=== Input material ===
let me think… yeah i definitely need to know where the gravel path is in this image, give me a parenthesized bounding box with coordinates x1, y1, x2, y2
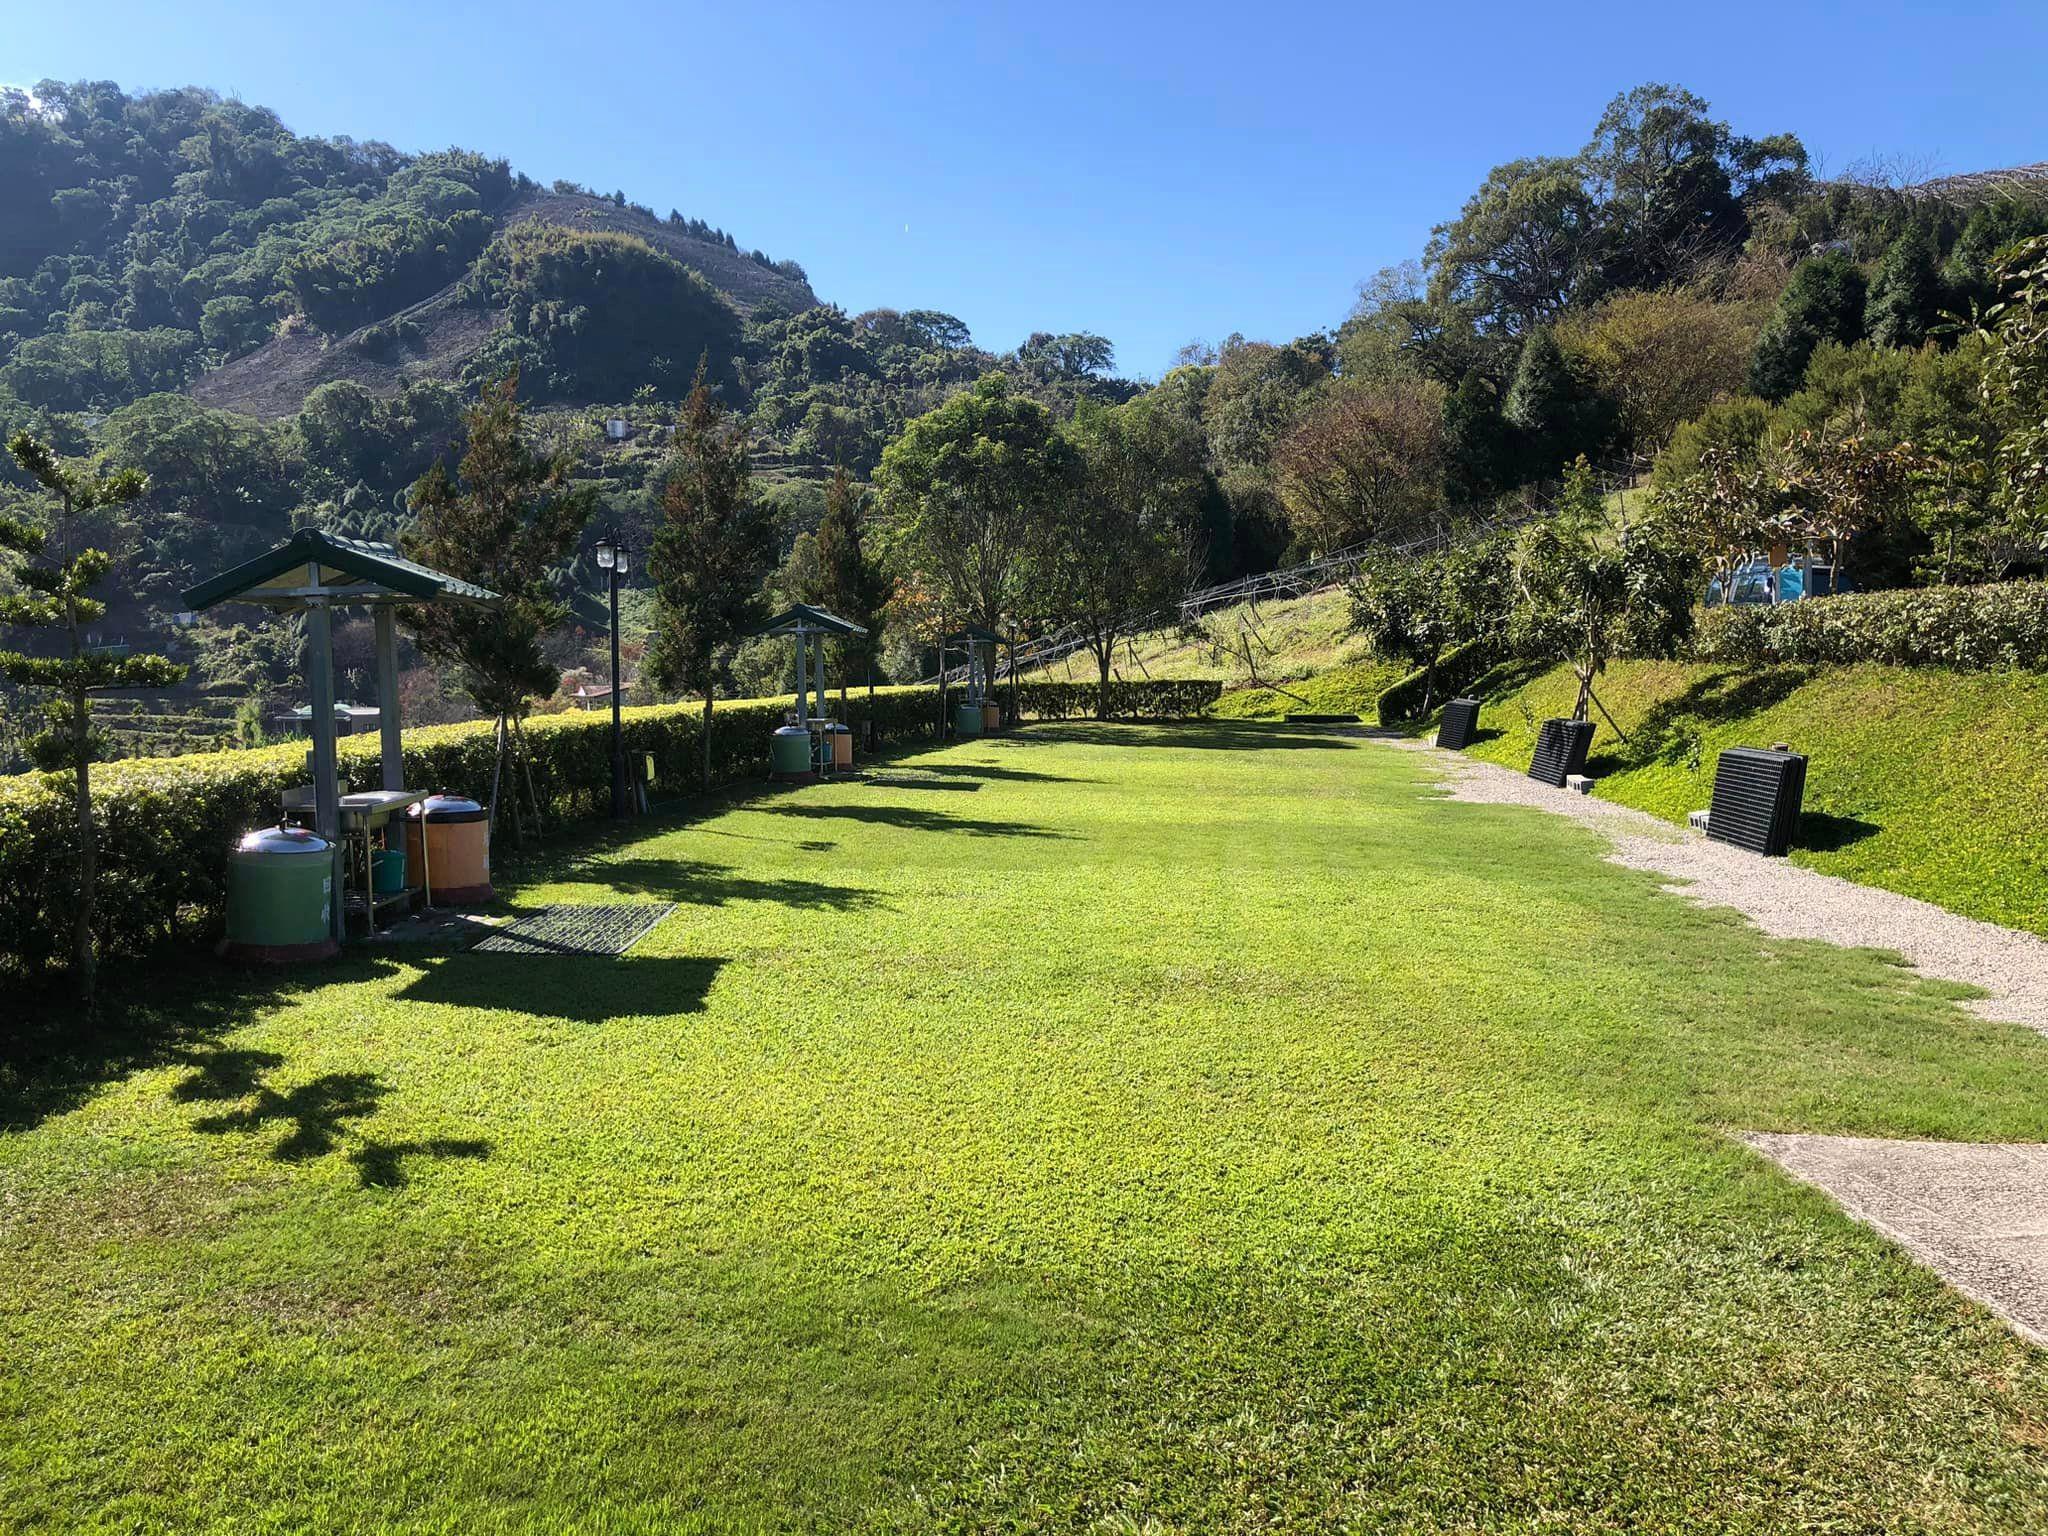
(1383, 739, 2048, 1036)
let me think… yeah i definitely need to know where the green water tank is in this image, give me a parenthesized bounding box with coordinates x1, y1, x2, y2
(771, 724, 814, 776)
(223, 825, 337, 962)
(954, 701, 984, 738)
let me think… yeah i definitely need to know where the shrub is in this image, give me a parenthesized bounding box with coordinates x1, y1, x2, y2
(1376, 638, 1499, 725)
(1010, 679, 1223, 720)
(1692, 580, 2048, 669)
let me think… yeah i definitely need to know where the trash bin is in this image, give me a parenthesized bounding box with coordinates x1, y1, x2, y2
(404, 794, 494, 905)
(831, 723, 853, 769)
(982, 701, 1001, 732)
(954, 701, 984, 738)
(371, 844, 407, 896)
(771, 724, 814, 780)
(222, 825, 338, 963)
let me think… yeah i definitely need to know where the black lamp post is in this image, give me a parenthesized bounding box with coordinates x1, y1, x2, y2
(595, 531, 629, 818)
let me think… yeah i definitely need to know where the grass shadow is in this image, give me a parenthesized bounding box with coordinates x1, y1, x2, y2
(395, 953, 727, 1023)
(563, 857, 886, 912)
(1798, 811, 1881, 853)
(170, 1042, 491, 1188)
(757, 802, 1070, 839)
(1036, 721, 1351, 752)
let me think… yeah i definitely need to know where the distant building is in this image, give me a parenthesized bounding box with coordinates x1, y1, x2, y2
(571, 683, 618, 711)
(605, 418, 630, 442)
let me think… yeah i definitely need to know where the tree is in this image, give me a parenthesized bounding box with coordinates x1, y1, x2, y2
(646, 368, 779, 789)
(811, 466, 894, 712)
(1749, 252, 1868, 400)
(1439, 372, 1519, 506)
(1348, 534, 1513, 714)
(0, 433, 186, 999)
(1051, 396, 1207, 718)
(1866, 224, 1946, 350)
(1558, 287, 1758, 458)
(1427, 157, 1603, 337)
(1512, 458, 1698, 722)
(403, 373, 596, 841)
(1975, 233, 2048, 561)
(1273, 375, 1446, 553)
(1581, 83, 1807, 292)
(1505, 327, 1612, 475)
(874, 373, 1078, 633)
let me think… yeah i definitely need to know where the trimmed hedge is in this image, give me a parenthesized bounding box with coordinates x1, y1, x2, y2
(0, 687, 944, 987)
(1009, 678, 1223, 720)
(0, 676, 1219, 985)
(1375, 639, 1500, 725)
(1692, 580, 2048, 670)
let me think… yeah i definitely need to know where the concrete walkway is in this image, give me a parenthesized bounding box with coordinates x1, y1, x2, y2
(1745, 1134, 2048, 1345)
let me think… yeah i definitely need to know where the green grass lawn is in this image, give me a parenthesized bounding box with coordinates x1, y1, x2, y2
(1457, 660, 2048, 939)
(8, 721, 2048, 1532)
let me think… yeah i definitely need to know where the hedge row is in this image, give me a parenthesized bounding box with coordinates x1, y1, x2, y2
(0, 677, 1215, 985)
(1008, 678, 1223, 720)
(1691, 580, 2048, 670)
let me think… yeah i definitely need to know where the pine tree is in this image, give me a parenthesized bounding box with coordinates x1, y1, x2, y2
(646, 367, 779, 788)
(1749, 251, 1868, 400)
(1, 433, 186, 1000)
(402, 373, 595, 842)
(811, 466, 893, 715)
(1866, 225, 1945, 350)
(1505, 328, 1610, 477)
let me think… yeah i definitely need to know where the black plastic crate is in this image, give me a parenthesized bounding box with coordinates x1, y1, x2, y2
(1527, 718, 1594, 787)
(1707, 747, 1808, 856)
(1436, 698, 1482, 751)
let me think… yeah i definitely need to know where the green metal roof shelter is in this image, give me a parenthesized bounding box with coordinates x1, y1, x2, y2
(749, 602, 868, 727)
(181, 529, 500, 942)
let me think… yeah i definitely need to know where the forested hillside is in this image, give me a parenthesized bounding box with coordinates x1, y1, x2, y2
(3, 76, 2046, 765)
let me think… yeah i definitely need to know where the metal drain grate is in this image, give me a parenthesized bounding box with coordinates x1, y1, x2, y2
(470, 903, 675, 957)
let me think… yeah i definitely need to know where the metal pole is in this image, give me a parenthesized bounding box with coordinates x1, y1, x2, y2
(794, 630, 809, 726)
(373, 605, 402, 792)
(608, 560, 625, 819)
(813, 624, 827, 722)
(305, 584, 343, 943)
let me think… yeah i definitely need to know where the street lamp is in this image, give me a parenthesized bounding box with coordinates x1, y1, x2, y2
(595, 531, 630, 818)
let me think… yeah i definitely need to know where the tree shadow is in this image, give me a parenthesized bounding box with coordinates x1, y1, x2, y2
(566, 857, 886, 912)
(755, 802, 1069, 839)
(1031, 721, 1350, 752)
(1625, 667, 1816, 769)
(884, 761, 1095, 785)
(169, 1043, 490, 1188)
(2, 958, 392, 1137)
(856, 772, 985, 792)
(395, 953, 727, 1023)
(1798, 811, 1881, 853)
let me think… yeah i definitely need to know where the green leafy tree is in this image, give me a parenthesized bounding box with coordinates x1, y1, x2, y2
(1976, 234, 2048, 563)
(874, 373, 1078, 633)
(1513, 458, 1698, 722)
(1750, 252, 1868, 400)
(810, 466, 894, 710)
(1051, 396, 1207, 718)
(0, 433, 186, 998)
(1348, 534, 1513, 714)
(646, 369, 780, 789)
(403, 374, 596, 838)
(1426, 157, 1603, 336)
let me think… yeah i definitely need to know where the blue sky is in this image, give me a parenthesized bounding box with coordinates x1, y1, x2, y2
(12, 1, 2048, 377)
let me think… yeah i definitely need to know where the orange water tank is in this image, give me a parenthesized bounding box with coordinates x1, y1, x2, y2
(404, 794, 494, 905)
(982, 701, 1001, 731)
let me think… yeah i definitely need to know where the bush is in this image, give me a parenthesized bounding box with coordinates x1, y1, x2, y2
(0, 687, 946, 988)
(1376, 638, 1500, 724)
(1010, 678, 1223, 720)
(1693, 580, 2048, 669)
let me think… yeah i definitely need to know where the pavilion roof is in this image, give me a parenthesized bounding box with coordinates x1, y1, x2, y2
(182, 529, 499, 612)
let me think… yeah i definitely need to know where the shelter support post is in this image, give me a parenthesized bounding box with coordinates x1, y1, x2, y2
(305, 589, 343, 942)
(374, 604, 403, 792)
(813, 628, 827, 722)
(794, 633, 808, 726)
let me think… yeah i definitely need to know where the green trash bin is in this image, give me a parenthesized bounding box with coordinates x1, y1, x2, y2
(222, 825, 338, 963)
(771, 724, 814, 779)
(954, 700, 984, 738)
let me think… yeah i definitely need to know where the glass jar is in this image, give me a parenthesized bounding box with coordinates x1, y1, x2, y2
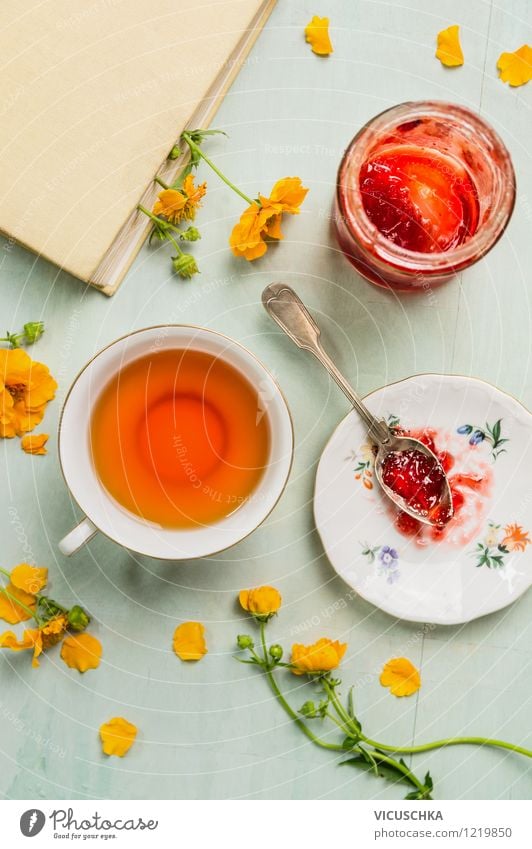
(334, 101, 516, 291)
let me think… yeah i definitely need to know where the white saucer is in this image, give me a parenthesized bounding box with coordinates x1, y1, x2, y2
(314, 374, 532, 624)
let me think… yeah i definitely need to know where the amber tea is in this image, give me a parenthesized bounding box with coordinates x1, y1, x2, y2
(90, 348, 271, 528)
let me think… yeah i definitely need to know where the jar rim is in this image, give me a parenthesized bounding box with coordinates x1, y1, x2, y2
(336, 100, 516, 274)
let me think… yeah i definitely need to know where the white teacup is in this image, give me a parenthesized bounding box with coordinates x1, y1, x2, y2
(58, 325, 293, 559)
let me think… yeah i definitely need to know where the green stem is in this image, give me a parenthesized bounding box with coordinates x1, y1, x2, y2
(258, 623, 343, 753)
(167, 233, 183, 258)
(323, 678, 359, 735)
(0, 567, 11, 579)
(181, 132, 256, 207)
(154, 176, 169, 189)
(361, 734, 532, 759)
(325, 710, 351, 733)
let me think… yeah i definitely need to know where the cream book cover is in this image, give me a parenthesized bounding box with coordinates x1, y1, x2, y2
(0, 0, 275, 294)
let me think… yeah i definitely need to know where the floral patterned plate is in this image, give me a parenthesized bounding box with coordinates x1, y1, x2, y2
(314, 374, 532, 624)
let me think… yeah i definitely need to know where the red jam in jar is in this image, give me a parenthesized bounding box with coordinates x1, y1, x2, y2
(335, 102, 515, 291)
(359, 147, 480, 253)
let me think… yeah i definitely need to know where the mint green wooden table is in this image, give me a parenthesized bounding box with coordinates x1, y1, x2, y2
(1, 0, 531, 800)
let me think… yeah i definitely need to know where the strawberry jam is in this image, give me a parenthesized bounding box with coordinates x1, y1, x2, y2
(381, 447, 451, 525)
(359, 147, 480, 253)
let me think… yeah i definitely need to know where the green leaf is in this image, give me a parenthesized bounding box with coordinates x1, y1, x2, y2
(341, 750, 417, 788)
(491, 419, 501, 443)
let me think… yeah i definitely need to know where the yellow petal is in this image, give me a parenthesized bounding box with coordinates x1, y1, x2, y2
(61, 633, 102, 673)
(380, 657, 421, 697)
(99, 717, 138, 757)
(10, 564, 48, 594)
(497, 44, 532, 87)
(173, 621, 207, 661)
(435, 24, 464, 67)
(305, 15, 333, 56)
(291, 637, 347, 675)
(21, 433, 48, 455)
(0, 628, 42, 667)
(0, 582, 36, 624)
(268, 177, 309, 213)
(239, 586, 282, 616)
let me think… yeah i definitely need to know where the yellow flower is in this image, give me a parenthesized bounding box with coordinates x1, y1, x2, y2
(0, 582, 36, 624)
(501, 523, 531, 552)
(21, 433, 48, 455)
(497, 44, 532, 87)
(0, 615, 67, 667)
(173, 621, 207, 661)
(10, 564, 48, 595)
(61, 632, 102, 673)
(380, 657, 421, 697)
(435, 24, 464, 67)
(100, 717, 138, 757)
(153, 175, 207, 224)
(0, 348, 57, 438)
(291, 637, 347, 676)
(239, 586, 282, 619)
(229, 177, 308, 261)
(305, 16, 333, 56)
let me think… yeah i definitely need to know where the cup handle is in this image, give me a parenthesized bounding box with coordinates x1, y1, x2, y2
(59, 518, 97, 556)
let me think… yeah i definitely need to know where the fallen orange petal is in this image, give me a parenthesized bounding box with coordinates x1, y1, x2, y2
(173, 621, 207, 661)
(380, 657, 421, 697)
(497, 44, 532, 87)
(435, 25, 464, 67)
(305, 15, 333, 56)
(100, 717, 137, 757)
(61, 633, 102, 673)
(21, 433, 49, 455)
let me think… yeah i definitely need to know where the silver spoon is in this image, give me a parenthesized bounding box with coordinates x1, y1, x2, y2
(262, 283, 453, 527)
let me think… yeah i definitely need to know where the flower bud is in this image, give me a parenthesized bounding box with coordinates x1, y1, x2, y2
(169, 144, 181, 160)
(172, 253, 199, 279)
(269, 644, 283, 662)
(67, 605, 91, 632)
(237, 634, 254, 650)
(23, 321, 45, 344)
(180, 226, 201, 242)
(298, 700, 317, 718)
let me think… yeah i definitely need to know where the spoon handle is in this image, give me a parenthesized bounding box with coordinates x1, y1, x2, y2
(262, 283, 390, 444)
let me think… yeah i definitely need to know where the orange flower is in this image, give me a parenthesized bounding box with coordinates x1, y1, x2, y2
(21, 433, 48, 455)
(173, 621, 207, 661)
(0, 583, 36, 624)
(61, 632, 102, 672)
(305, 16, 333, 56)
(0, 615, 67, 668)
(435, 25, 464, 67)
(153, 175, 206, 224)
(100, 717, 138, 757)
(239, 586, 282, 619)
(497, 45, 532, 87)
(501, 523, 531, 552)
(10, 564, 48, 594)
(181, 174, 207, 220)
(0, 348, 57, 438)
(230, 177, 308, 261)
(380, 657, 421, 697)
(291, 637, 347, 676)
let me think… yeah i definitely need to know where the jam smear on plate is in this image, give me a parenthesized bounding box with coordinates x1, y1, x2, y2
(359, 146, 480, 253)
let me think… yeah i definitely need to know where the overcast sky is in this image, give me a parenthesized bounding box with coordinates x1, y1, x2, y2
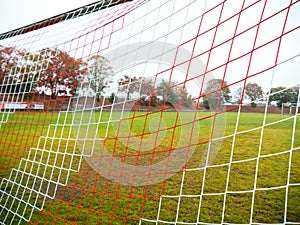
(0, 0, 97, 33)
(0, 0, 299, 95)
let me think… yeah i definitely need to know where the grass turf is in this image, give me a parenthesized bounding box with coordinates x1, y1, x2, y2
(0, 111, 299, 224)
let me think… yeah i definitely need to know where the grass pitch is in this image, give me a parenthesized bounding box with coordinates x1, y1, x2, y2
(0, 111, 299, 224)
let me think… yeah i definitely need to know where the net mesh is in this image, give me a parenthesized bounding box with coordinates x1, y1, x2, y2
(0, 0, 300, 224)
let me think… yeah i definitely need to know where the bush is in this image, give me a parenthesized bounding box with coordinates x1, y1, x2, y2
(150, 96, 158, 107)
(203, 100, 210, 109)
(109, 92, 117, 103)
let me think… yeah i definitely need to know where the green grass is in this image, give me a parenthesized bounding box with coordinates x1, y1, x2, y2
(0, 111, 299, 224)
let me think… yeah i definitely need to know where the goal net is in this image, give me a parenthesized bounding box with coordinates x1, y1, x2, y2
(0, 0, 300, 224)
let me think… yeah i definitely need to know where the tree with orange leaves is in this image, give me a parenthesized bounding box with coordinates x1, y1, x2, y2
(37, 48, 86, 99)
(0, 46, 86, 99)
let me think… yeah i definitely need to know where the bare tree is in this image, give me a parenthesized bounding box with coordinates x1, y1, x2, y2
(233, 87, 243, 104)
(140, 78, 154, 96)
(86, 55, 114, 101)
(245, 82, 264, 107)
(118, 76, 154, 100)
(118, 75, 140, 100)
(203, 79, 231, 109)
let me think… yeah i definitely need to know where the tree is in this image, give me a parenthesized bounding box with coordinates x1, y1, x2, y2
(0, 46, 20, 94)
(118, 75, 140, 100)
(85, 55, 114, 101)
(156, 80, 180, 106)
(140, 78, 154, 96)
(233, 87, 243, 104)
(268, 86, 299, 107)
(118, 76, 154, 100)
(0, 46, 39, 94)
(155, 79, 192, 107)
(178, 87, 193, 108)
(109, 92, 117, 103)
(202, 79, 231, 109)
(0, 46, 87, 99)
(0, 46, 18, 81)
(37, 48, 86, 99)
(245, 82, 263, 107)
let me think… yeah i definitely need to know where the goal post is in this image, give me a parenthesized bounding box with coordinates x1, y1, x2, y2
(0, 0, 300, 224)
(278, 85, 300, 117)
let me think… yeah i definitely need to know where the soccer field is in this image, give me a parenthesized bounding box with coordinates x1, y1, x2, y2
(0, 111, 299, 224)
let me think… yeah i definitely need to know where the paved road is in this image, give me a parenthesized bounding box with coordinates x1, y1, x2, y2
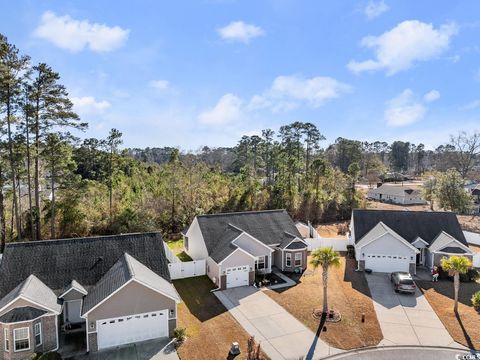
===
→ Prompt: From the line that contains "where the soccer" down to the last line of the material above, every line must be repeated exactly, with pictures removed and both end lines included.

→ Response to this exercise:
let me think… yeah i definitely need to know where the soccer field is in this image, give me a parenthesized bounding box with coordinates x1, y1, x2, y2
(0, 111, 299, 224)
let me think… yeah i definitely need to know where the paved road is in this image, give me a parenthesized bounding box with coordinates x1, y1, x2, y2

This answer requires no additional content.